Task goal: Give back, word for word, the lines in the listing below from the one holding "For each <instance>" down to the one holding "positive clicks: (391, 9) (280, 6) (475, 8)", both ends included.

Data records:
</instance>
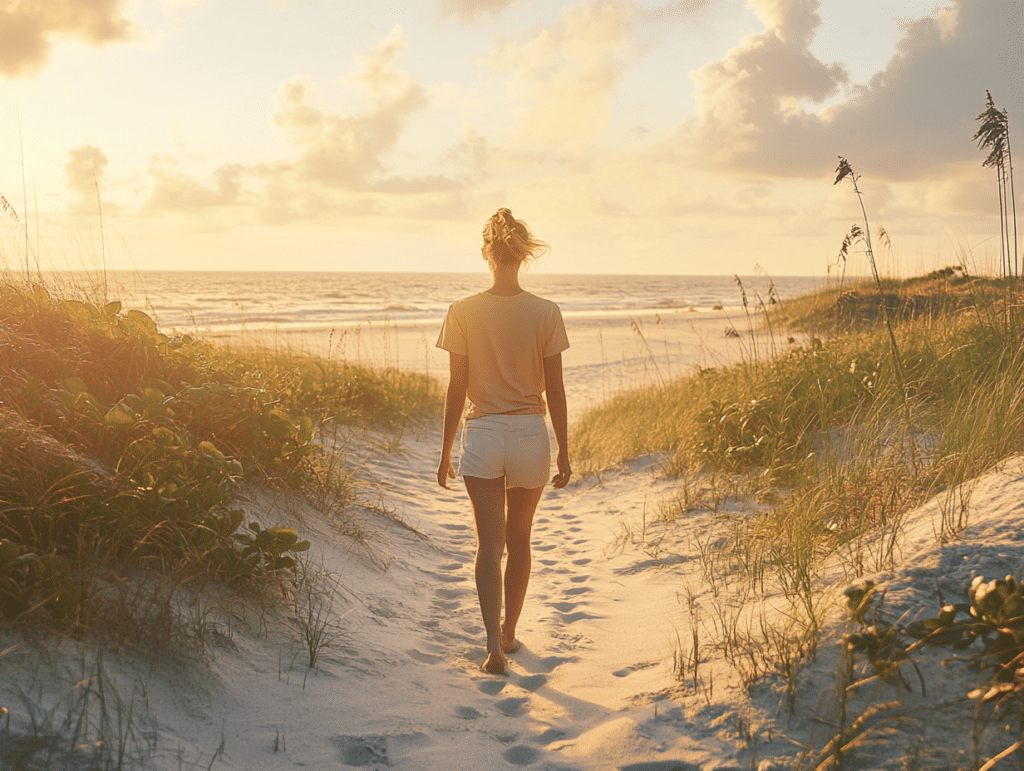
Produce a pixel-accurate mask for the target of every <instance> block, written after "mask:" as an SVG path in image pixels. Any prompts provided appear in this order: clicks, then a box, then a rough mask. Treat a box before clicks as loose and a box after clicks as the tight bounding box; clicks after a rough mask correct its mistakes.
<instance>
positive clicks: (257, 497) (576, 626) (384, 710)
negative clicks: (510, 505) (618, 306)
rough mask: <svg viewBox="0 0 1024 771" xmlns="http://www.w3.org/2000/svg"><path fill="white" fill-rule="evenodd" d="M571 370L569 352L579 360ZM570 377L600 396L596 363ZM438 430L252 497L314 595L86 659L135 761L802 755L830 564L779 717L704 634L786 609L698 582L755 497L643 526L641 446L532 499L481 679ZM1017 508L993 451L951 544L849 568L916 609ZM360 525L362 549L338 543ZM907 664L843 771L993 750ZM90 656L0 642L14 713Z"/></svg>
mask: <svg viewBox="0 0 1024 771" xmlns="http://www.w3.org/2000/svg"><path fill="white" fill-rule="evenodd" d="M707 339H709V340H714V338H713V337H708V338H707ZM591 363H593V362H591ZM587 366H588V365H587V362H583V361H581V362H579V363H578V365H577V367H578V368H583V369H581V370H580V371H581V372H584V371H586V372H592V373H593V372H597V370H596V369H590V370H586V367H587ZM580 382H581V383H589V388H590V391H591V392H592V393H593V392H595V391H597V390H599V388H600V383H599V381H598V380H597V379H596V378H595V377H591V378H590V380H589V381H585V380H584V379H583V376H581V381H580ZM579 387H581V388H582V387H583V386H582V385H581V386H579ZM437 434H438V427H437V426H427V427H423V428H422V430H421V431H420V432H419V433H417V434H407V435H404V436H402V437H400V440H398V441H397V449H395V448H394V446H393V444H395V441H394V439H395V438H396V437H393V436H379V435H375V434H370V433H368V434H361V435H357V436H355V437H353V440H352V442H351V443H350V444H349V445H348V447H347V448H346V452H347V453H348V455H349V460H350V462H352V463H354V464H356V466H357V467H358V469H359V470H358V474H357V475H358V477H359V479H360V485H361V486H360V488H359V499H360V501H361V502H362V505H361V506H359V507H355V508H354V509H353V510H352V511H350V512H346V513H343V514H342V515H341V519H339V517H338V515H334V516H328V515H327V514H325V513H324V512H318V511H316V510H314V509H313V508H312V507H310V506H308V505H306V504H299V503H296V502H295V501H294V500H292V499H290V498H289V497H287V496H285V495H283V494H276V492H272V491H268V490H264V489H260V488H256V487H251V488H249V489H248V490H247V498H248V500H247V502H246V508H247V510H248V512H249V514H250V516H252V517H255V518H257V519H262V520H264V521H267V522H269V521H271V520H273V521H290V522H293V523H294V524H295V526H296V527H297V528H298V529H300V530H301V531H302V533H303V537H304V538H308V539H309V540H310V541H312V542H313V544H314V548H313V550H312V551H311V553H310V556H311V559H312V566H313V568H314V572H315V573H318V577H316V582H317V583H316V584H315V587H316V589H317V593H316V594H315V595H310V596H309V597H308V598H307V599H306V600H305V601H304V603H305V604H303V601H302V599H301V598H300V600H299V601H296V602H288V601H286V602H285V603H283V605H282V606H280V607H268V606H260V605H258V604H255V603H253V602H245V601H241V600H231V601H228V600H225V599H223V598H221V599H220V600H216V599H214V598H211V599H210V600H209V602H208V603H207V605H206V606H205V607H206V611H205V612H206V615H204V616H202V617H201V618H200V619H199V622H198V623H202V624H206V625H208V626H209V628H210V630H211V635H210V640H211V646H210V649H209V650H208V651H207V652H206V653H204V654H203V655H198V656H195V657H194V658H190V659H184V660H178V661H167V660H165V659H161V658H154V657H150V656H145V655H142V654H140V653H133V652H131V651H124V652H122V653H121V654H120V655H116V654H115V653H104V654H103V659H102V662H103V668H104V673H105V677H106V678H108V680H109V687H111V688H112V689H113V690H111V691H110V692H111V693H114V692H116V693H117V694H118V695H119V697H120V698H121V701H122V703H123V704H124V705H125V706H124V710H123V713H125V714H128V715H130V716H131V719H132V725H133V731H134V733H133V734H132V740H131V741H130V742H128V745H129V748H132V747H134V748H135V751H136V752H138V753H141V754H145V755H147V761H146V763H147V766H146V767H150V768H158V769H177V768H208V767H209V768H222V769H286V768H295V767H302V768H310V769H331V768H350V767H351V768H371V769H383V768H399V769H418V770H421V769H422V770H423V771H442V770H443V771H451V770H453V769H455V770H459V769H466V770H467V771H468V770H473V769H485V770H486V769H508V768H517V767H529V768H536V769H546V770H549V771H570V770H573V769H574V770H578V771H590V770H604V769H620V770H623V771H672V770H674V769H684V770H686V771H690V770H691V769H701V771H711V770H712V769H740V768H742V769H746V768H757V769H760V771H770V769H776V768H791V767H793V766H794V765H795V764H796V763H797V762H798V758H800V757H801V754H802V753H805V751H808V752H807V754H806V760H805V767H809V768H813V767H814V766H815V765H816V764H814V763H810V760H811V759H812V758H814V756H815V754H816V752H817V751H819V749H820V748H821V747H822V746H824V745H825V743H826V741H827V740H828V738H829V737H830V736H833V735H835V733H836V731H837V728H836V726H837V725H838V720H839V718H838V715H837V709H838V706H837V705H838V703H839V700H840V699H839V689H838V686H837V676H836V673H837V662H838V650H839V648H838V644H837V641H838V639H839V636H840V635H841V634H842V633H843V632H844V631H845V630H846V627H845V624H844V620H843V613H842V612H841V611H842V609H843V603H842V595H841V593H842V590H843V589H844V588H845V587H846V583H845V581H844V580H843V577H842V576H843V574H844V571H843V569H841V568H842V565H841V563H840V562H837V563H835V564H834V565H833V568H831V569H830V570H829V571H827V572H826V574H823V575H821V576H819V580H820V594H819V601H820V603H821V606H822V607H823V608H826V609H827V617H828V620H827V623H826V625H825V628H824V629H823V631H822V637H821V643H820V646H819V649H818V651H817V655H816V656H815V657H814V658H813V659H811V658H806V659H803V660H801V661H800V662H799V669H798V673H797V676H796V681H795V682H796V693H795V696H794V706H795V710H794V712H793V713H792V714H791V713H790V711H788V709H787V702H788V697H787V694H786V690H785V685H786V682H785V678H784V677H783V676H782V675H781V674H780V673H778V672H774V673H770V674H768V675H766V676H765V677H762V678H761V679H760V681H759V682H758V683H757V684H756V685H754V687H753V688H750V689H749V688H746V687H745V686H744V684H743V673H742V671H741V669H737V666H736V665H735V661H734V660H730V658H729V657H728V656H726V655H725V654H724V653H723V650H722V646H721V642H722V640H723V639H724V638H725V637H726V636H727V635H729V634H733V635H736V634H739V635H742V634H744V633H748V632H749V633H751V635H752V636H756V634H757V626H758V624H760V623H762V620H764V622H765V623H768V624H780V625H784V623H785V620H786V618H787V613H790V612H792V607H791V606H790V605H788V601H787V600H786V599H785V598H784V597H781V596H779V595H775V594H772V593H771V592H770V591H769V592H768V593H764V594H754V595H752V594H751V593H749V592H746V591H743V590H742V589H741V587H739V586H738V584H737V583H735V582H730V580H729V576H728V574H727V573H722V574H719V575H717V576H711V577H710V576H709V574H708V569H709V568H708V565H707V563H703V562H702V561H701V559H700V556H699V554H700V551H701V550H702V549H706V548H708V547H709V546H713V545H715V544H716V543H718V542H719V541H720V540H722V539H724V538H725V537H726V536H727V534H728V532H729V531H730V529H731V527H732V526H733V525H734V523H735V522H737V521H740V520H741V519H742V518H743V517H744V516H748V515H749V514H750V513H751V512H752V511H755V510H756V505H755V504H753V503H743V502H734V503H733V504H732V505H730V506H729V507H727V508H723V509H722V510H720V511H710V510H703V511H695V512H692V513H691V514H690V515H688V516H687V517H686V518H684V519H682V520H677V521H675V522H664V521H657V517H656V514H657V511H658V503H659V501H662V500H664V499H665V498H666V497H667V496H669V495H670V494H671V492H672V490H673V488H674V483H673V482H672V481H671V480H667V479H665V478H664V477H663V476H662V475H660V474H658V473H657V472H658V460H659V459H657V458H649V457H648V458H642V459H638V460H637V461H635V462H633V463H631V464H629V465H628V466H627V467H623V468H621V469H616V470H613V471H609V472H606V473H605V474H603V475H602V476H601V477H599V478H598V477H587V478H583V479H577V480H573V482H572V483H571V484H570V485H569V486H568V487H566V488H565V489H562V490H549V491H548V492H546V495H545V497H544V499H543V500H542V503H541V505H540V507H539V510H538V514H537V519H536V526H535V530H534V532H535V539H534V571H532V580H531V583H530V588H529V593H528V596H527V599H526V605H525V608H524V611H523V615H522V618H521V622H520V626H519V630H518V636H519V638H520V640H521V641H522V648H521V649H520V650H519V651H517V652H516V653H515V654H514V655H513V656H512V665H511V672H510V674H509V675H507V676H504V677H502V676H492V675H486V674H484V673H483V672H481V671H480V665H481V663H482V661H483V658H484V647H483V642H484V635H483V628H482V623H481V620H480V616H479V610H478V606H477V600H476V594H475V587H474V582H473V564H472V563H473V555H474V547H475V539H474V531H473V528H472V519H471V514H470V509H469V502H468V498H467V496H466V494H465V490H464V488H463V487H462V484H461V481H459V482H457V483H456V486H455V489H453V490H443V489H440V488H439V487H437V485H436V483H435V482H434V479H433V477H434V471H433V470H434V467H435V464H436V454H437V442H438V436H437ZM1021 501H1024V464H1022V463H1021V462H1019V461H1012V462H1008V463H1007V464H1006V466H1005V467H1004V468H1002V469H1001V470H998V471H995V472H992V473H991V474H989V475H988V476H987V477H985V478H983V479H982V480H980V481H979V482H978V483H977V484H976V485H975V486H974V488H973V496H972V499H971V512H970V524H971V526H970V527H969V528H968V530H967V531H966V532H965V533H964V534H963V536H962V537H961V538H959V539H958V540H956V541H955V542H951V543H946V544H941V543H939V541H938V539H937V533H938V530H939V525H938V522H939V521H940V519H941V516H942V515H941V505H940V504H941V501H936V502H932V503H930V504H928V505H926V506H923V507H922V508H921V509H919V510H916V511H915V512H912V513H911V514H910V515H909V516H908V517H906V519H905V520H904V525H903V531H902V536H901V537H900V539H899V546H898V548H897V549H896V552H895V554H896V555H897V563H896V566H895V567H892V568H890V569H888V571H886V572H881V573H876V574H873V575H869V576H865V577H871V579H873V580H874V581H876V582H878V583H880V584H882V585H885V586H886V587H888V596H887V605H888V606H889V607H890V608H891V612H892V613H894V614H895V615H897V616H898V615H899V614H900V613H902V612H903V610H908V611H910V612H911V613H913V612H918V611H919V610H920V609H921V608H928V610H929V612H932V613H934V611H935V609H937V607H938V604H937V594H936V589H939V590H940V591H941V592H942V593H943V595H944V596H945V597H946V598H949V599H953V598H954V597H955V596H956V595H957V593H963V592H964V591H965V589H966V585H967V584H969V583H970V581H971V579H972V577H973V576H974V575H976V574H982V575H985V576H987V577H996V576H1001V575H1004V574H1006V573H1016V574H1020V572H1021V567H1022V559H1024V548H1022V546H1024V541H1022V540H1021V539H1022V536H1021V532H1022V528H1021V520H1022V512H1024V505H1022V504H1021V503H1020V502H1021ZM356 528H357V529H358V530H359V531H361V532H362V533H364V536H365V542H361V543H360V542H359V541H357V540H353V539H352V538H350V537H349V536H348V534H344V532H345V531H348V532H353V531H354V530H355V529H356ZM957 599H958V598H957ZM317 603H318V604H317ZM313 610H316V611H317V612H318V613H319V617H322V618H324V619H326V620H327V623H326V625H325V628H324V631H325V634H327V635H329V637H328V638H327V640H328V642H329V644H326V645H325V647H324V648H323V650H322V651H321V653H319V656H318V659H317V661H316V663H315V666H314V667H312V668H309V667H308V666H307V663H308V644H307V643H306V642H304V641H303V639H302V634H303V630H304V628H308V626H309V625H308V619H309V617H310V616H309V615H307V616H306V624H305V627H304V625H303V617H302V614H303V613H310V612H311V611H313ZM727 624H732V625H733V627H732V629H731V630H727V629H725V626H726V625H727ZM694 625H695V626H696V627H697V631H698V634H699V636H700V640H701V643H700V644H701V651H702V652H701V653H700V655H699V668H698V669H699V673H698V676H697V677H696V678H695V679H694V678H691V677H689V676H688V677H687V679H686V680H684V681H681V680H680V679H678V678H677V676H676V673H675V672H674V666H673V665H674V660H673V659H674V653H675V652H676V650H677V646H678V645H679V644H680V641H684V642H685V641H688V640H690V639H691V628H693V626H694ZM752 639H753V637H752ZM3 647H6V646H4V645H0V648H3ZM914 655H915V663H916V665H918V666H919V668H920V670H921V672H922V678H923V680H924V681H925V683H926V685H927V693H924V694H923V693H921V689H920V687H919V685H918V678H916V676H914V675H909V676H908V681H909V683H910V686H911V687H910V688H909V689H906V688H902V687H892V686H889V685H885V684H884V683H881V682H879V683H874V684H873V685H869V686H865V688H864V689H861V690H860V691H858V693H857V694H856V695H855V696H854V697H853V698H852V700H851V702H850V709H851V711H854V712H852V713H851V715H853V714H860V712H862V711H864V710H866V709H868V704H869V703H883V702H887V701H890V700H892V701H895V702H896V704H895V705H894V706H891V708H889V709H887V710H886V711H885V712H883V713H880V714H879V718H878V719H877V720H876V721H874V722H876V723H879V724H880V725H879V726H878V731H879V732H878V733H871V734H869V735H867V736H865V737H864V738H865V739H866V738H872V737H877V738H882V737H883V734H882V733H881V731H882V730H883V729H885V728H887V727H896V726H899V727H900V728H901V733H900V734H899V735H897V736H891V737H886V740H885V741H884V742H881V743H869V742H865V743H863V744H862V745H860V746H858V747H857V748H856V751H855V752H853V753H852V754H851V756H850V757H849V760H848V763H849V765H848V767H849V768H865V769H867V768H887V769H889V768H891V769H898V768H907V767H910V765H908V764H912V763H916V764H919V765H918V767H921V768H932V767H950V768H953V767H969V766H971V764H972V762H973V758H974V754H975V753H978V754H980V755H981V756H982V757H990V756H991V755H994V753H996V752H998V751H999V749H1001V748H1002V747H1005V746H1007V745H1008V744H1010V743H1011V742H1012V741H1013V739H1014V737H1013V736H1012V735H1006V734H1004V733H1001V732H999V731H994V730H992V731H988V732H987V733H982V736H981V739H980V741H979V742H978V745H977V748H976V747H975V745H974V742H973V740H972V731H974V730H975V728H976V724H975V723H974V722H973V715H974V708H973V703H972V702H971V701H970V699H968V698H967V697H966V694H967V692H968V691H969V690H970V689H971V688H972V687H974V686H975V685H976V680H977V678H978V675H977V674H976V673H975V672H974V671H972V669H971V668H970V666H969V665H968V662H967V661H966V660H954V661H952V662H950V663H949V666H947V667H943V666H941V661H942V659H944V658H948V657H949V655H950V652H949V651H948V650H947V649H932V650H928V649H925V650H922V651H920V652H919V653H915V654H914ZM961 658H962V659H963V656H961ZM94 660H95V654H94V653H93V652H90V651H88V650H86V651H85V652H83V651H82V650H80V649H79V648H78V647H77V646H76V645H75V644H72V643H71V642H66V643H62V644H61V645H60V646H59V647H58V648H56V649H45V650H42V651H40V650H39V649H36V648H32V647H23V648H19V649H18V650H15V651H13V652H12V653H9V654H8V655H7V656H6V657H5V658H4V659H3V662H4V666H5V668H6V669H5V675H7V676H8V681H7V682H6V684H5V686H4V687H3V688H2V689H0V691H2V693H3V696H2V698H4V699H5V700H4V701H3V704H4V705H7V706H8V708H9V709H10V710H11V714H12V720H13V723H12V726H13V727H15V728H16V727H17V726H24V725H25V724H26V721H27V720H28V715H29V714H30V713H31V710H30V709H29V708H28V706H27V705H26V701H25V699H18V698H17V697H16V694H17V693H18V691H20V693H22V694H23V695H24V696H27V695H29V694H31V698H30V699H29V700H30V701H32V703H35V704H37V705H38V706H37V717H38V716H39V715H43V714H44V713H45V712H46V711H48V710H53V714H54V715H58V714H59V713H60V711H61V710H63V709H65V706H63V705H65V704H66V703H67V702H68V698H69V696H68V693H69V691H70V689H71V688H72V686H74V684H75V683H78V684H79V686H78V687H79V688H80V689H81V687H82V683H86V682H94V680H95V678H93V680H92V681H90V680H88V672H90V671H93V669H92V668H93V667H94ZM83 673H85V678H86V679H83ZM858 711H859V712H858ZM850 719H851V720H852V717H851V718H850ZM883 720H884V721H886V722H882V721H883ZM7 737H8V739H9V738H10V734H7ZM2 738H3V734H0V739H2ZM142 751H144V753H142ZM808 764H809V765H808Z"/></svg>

...

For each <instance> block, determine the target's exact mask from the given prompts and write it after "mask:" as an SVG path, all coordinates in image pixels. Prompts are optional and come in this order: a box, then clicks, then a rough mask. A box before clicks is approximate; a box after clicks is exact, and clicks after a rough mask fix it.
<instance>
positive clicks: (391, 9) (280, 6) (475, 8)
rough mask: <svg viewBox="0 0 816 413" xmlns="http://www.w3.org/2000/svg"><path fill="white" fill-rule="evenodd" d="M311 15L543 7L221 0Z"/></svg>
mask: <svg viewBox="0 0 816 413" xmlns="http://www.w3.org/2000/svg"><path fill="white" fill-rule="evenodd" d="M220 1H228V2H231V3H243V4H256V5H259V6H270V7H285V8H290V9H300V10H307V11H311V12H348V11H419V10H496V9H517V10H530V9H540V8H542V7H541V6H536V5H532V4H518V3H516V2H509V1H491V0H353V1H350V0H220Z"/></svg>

...

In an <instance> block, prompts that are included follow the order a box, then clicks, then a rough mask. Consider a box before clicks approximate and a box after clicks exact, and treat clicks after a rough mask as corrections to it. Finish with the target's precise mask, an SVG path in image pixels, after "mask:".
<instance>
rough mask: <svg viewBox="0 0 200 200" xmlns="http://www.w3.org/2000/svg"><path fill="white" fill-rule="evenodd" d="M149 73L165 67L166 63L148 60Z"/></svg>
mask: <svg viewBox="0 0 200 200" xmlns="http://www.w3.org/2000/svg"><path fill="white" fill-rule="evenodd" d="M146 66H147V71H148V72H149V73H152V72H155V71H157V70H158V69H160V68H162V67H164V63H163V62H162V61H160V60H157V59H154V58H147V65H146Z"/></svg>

Solution to the exercise:
For each <instance> block, determine the target's exact mask from the given prompts and write it after "mask:" as an SVG path, all coordinates in image pixels. Prompts are optional and come in this order: a box, then clicks, then a rough mask. A box before clicks is approximate; a box after clicks is exact, and clicks after a rough mask fix it.
<instance>
positive clicks: (391, 9) (280, 6) (475, 8)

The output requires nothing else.